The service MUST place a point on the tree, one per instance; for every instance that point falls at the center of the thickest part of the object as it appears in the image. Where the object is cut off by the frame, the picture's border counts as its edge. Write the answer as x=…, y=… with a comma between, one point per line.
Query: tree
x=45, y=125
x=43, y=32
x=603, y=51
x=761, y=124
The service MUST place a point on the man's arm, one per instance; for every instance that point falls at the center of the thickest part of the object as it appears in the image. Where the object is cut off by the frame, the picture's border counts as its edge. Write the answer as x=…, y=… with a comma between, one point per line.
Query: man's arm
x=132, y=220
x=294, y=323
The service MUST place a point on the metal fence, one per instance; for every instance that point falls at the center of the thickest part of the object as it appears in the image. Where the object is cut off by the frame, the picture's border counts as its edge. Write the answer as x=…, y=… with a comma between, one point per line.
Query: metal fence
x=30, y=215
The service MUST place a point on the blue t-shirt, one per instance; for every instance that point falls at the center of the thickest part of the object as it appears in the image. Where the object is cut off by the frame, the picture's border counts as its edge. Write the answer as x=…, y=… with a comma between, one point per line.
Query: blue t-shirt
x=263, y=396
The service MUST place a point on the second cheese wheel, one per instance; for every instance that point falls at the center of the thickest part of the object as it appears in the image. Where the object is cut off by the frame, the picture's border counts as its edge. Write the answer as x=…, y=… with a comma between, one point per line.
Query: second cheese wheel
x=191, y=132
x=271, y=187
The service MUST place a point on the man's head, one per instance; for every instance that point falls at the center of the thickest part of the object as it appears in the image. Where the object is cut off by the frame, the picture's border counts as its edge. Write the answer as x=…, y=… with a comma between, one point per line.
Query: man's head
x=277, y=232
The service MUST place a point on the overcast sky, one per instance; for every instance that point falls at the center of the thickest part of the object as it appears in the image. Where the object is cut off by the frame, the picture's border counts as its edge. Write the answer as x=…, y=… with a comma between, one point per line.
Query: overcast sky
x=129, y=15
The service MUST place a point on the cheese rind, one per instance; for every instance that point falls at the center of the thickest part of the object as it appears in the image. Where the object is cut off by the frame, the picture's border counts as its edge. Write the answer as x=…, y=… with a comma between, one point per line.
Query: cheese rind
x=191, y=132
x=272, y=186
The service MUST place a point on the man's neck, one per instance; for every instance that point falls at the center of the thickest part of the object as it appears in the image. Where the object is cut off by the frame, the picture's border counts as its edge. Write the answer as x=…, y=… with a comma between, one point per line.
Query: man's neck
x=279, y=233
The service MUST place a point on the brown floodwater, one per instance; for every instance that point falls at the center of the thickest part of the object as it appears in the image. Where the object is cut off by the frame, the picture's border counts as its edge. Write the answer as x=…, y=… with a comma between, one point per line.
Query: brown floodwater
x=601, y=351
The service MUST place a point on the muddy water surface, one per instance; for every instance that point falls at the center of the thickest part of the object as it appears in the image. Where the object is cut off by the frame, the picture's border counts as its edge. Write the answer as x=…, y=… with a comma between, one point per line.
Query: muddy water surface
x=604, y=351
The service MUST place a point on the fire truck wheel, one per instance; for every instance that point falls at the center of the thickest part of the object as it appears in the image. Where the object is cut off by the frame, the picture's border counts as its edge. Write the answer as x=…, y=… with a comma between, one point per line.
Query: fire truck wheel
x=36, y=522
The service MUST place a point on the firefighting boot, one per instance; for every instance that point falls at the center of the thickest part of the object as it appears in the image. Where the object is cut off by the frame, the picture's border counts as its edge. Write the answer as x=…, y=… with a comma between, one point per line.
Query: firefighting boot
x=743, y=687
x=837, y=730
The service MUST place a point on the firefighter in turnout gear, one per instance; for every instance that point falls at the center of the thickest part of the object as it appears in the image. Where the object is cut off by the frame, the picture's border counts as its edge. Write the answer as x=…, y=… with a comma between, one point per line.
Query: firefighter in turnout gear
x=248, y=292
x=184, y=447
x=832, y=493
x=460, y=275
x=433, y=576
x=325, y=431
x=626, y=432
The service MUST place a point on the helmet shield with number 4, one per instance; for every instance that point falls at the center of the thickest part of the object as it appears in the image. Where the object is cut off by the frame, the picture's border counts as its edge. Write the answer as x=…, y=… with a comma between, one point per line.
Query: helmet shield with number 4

··········

- Exercise description -
Revise all the records above, replacing "thickest part" with "widest part" wherever it appears. Leave everything else as it is.

- Completed task -
The service MUST place a point on the tree, one per instance; for every instance that point falls at the center of the widest part of the object as it appears in the image. Where the object is cut off by the frame, the picture's border counts as its edge. Write the answer as x=…, y=… with a comma between, one point per line.
Query: tree
x=45, y=125
x=43, y=32
x=603, y=51
x=761, y=124
The service MUST place a point on the man's arm, one per instance; for every instance that point falls at the center of the widest part of the object as it appears in the image. Where the object is cut off by the frame, the picture's border counts as its edge. Write the answer as x=…, y=… with a comma between, one point per line.
Query: man's arm
x=132, y=220
x=294, y=323
The service MUST place a point on the metal fence, one per instance; for every instance that point falls at the center of the widest part of the object as it appears in the image. Where the object is cut off by the frame, the picture's border counts as its edge. Write the answer as x=…, y=… with a comma between, one point per line.
Query: metal fence
x=30, y=215
The service MUST place a point on the blue t-shirt, one per instance; for every instance that point falls at the center of the widest part of the object as it appears in the image. Where the object is cut off by the frame, the picture's border counts as its edge. Write the answer as x=…, y=… with a comma between, one point per line.
Query: blue t-shirt
x=263, y=396
The service MUST place a point on the second cheese wheel, one per instance; for every instance that point falls at the center of the widest part of the object as it appears in the image. Where the object is cut off by the frame, the picture's border counts as its edge. Write the answer as x=…, y=… with a comma between, one point per line.
Query: second cheese wheel
x=191, y=132
x=271, y=187
The service MUST place a point on the man's head, one per instance; for every instance that point falls at the center of the widest part of the object as it appears in the image. Where the object is cut off by the frame, the picture's border counts as its edge. Write the answer as x=…, y=… with a comma between, one point per line.
Query: man's head
x=277, y=232
The service MUST place a point on the overcast sky, one per instance; for every instance that point falls at the center of the widest part of the object as it appears in the image. Where the object is cut off by the frame, the picture's border counts as its edge. Write the answer as x=…, y=… with a comma between, one point per line.
Query: overcast sky
x=129, y=15
The service MUST place a point on the cheese rind, one per instance; for every instance that point falls at the center of the widest part of the object as it appears in the image. Where the object is cut off by the frame, the picture's border counts as its edge. Write the answer as x=…, y=… with a comma between, one point per line.
Query: cheese rind
x=191, y=132
x=272, y=186
The service MUST place a point on the man's neck, one per instance; for every instance that point falls at the center of the widest part of the object as it appears in the image. Where the object is cut off by the frame, the picture's border counts as its edge. Write the answer as x=…, y=… with a comma between, one point per line.
Query: man's neck
x=279, y=233
The service MUST place a point on the brown floodwater, one per instance; for every instance that point falls at the center of the widest part of the object as it appears in the image. Where the object is cut off by the frame, the picture's border counts as its edge. Write the answer as x=…, y=… with a comma between, one point per line.
Query: brown floodwater
x=601, y=351
The service MUST place a point on the muddy water surface, one per instance; for every instance that point falls at the center of the widest part of the object as it appears in the image. Where the object is cut off by the frame, the picture's border counts as its edge. Write the answer as x=…, y=… with a comma between, one point per line.
Query: muddy water surface
x=604, y=351
The service MUST place a point on the fire truck wheel, one per instance; for every instance that point falls at the center of the widest part of the object as it appears in the image. Where the object is cut off by the frame, the picture's border counts as its edge. Write the answer as x=…, y=… with a comma between, one point per line.
Query: fire truck wheel
x=36, y=522
The service MUST place a point on the firefighting boot, one per instance; for every instance that point falls at the center of the widest part of the object as it appears in the image. Where the object is cut off by the frame, the picture's border counts as its edge. Write the answer as x=…, y=… with a comma between, one point per line.
Query: firefighting boot
x=743, y=687
x=837, y=730
The service MUST place a point on the firefighter in turnout gear, one per instance; for every instance that point falls at the center of the widest part of the object as it appears in the image. Where the object is cut off by the frame, the picture's border counts as its edge. Write the answer as x=…, y=… with a comma between, one point per line.
Query: firefighter in turnout gear
x=248, y=292
x=184, y=447
x=832, y=493
x=460, y=275
x=433, y=576
x=325, y=431
x=626, y=432
The service MUST place a point on the helmet shield with number 4, one per instance; for every instance that point falls at the center of the widest part of the object as it appears in the image. Where the object is cut off by the frame, the picture's border counts as its edge. Write the answer as x=…, y=… with a comma between, one point per line.
Query: helmet shield with number 4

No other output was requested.